Copy every line of the material below word for word, with nothing changed or left out.

DATA SUPPLIED:

--------

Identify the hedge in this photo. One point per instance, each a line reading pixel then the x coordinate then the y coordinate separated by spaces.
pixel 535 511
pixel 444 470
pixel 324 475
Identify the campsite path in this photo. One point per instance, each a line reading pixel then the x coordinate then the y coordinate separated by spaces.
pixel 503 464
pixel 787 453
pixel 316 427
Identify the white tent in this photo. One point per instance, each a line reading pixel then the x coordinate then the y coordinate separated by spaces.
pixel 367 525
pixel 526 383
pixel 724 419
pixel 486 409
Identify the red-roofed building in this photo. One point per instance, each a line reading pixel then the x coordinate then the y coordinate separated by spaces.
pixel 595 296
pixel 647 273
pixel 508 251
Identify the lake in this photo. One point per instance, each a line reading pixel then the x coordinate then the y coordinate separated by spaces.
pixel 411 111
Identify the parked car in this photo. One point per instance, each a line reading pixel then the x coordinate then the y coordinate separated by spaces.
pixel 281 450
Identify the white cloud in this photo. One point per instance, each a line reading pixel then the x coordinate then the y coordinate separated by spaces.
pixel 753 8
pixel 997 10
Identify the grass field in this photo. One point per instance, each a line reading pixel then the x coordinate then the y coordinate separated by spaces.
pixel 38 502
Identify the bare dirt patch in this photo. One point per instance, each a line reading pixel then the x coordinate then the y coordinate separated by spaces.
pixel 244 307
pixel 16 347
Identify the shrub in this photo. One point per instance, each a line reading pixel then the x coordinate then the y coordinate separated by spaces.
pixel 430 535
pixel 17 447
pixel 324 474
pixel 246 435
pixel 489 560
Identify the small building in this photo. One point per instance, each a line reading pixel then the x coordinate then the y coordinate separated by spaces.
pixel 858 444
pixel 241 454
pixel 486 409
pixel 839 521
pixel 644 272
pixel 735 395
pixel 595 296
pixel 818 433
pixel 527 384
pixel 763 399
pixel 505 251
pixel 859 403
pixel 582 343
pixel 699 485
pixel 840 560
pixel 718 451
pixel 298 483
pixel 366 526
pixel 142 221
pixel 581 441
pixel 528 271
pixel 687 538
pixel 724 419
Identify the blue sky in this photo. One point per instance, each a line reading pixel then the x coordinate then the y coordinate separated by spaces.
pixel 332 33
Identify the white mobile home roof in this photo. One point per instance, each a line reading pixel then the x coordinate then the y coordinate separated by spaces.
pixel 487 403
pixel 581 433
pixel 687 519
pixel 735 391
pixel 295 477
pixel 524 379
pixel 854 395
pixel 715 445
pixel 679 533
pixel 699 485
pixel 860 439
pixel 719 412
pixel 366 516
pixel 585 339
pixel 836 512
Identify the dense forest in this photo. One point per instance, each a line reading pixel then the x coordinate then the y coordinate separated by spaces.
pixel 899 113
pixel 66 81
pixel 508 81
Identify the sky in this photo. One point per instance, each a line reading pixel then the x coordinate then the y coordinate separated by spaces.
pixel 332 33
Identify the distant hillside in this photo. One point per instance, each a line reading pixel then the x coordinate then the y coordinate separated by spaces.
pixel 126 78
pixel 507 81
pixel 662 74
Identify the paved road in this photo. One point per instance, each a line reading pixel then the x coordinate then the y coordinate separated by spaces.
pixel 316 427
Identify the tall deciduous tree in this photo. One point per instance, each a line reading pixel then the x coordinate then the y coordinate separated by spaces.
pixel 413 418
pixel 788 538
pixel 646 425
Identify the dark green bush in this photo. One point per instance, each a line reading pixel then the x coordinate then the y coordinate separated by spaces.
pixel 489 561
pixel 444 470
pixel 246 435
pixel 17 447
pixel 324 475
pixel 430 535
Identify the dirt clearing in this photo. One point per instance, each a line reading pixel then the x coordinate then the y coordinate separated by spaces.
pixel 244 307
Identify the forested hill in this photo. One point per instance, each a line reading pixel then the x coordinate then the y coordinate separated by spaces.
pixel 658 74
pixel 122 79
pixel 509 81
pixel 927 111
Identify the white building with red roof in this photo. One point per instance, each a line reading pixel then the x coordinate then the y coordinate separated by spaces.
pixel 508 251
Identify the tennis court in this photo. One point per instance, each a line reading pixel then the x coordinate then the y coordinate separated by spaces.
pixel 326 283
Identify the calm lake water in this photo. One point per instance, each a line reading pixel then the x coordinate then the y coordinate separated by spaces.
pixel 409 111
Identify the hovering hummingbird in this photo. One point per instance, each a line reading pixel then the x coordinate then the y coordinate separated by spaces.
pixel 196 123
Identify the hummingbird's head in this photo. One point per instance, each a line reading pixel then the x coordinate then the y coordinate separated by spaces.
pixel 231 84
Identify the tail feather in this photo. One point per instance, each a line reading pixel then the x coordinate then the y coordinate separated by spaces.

--------

EXERCISE RESULT:
Identify the hedge in this photo. One point per instance, each a line reading pixel then the x coordinate then the y coordinate separated by spaces.
pixel 535 511
pixel 444 470
pixel 324 475
Identify the campsite path in this photo. One point per instance, each a line reading pixel then the x coordinate then the y coordinate separated by spaces.
pixel 503 464
pixel 787 453
pixel 316 427
Identify the white tent in this photo. One point per instance, each a line reading pixel then the x coordinate then the y coordinate separated by spaces.
pixel 367 525
pixel 526 383
pixel 724 419
pixel 486 409
Identify the red-roofed building in this photo. One point per instance, each a line reading pixel then the x coordinate then the y coordinate separated by spaces.
pixel 595 296
pixel 647 273
pixel 508 251
Identify the lake in this photo. One point per instance, each a line reading pixel then the x coordinate then the y coordinate separated by spaces.
pixel 411 111
Identify the parked car in this photo. One point per instance, each a line reading pixel then the x coordinate then the y coordinate separated by spaces.
pixel 281 450
Identify the white cloud in this photo. One point per instance, each a line reading pixel then the x coordinate then the y coordinate separated by spaces.
pixel 753 8
pixel 997 10
Identify the grass field in this photo. One point per instance, each a line reading pixel then the x coordinate then the y coordinate separated by spaces.
pixel 38 502
Identify the bare dirt patch in this photo. One point per instance, each a line reading pixel then the x coordinate then the y coordinate separated by spaces.
pixel 244 307
pixel 16 347
Identify the shrub in this photo. One point per instance, each a line reading pixel then the x coordinate then the y coordinate separated by spaces.
pixel 430 535
pixel 17 447
pixel 324 474
pixel 246 435
pixel 489 560
Identify the small building in this photo. One point per instance, each a line reading pixel then the x coordinate then the y coordinate separated by spaces.
pixel 858 444
pixel 241 454
pixel 486 409
pixel 839 521
pixel 644 272
pixel 735 395
pixel 595 296
pixel 818 433
pixel 527 384
pixel 763 399
pixel 505 251
pixel 859 403
pixel 582 343
pixel 699 485
pixel 840 560
pixel 718 451
pixel 298 483
pixel 366 526
pixel 142 221
pixel 581 441
pixel 528 271
pixel 687 538
pixel 724 419
Identify the blue sky in this photo. One point per instance, each a line reading pixel then the x coordinate then the y coordinate separated by spaces.
pixel 332 33
Identify the white mobile home roof in this photo. One point per instance, each a line reading pixel then the x coordinate then the y coordinate separated by spaces.
pixel 487 403
pixel 581 433
pixel 687 519
pixel 735 391
pixel 295 477
pixel 524 379
pixel 854 395
pixel 715 445
pixel 679 533
pixel 699 485
pixel 860 439
pixel 719 412
pixel 366 516
pixel 585 339
pixel 836 512
Identify the dense forest in this photo. One point per instance, each a line reading pixel then the x coordinate then the y coordinate separated by spaces.
pixel 899 113
pixel 66 81
pixel 508 81
Identify the sky in this photo. One point per instance, each a line reading pixel then the x coordinate then the y coordinate separated by spaces.
pixel 332 33
Identify the distant hillside in this photo. One point per instance, each a line reading pixel then the x coordinate then the y coordinate separated by spaces.
pixel 126 78
pixel 507 81
pixel 662 74
Identify the paved road in this photo. One point per instance, each a line reading pixel then the x coordinate then the y coordinate separated by spaces.
pixel 316 427
Identify the tall deciduous tree in this photo. One point per instance, each a line reading pixel then the x coordinate then the y coordinate separated by spaces.
pixel 413 418
pixel 788 538
pixel 646 425
Identify the dark green bush in this photo. One point per instance, each a line reading pixel then the x coordinate then the y coordinate separated by spaces.
pixel 489 561
pixel 444 470
pixel 246 435
pixel 17 447
pixel 324 475
pixel 430 535
Identify the dirt clearing in this photo. One point per instance, each a line reading pixel then the x coordinate then the y coordinate separated by spaces.
pixel 244 307
Identify the forested hill in this photo. One point per instance, each a line reading pixel then the x coordinate then the y coordinate separated by spaces.
pixel 658 74
pixel 122 79
pixel 509 81
pixel 927 111
Identify the white building with red roof in this photo. One point per instance, each a line reading pixel then the x coordinate then the y coordinate separated by spaces.
pixel 508 251
Identify the tennis court in this photo. One point per instance, each a line reading pixel then the x coordinate then the y coordinate separated by spaces.
pixel 326 283
Identify the calm lake water in this photo. One point per instance, each a line reading pixel then the x coordinate then the y coordinate separated by spaces.
pixel 409 111
Identify the hovering hummingbird in this photo. One point per instance, each a line reading pixel then the x coordinate then the y coordinate separated by spaces.
pixel 196 123
Identify the hummingbird's head in this photo. One point per instance, each a line reading pixel then the x coordinate then the y coordinate separated by spaces.
pixel 231 84
Identify the tail feather in this photo. One point per instance, each a line reading pixel then the x coordinate then the y coordinate separated by spaces.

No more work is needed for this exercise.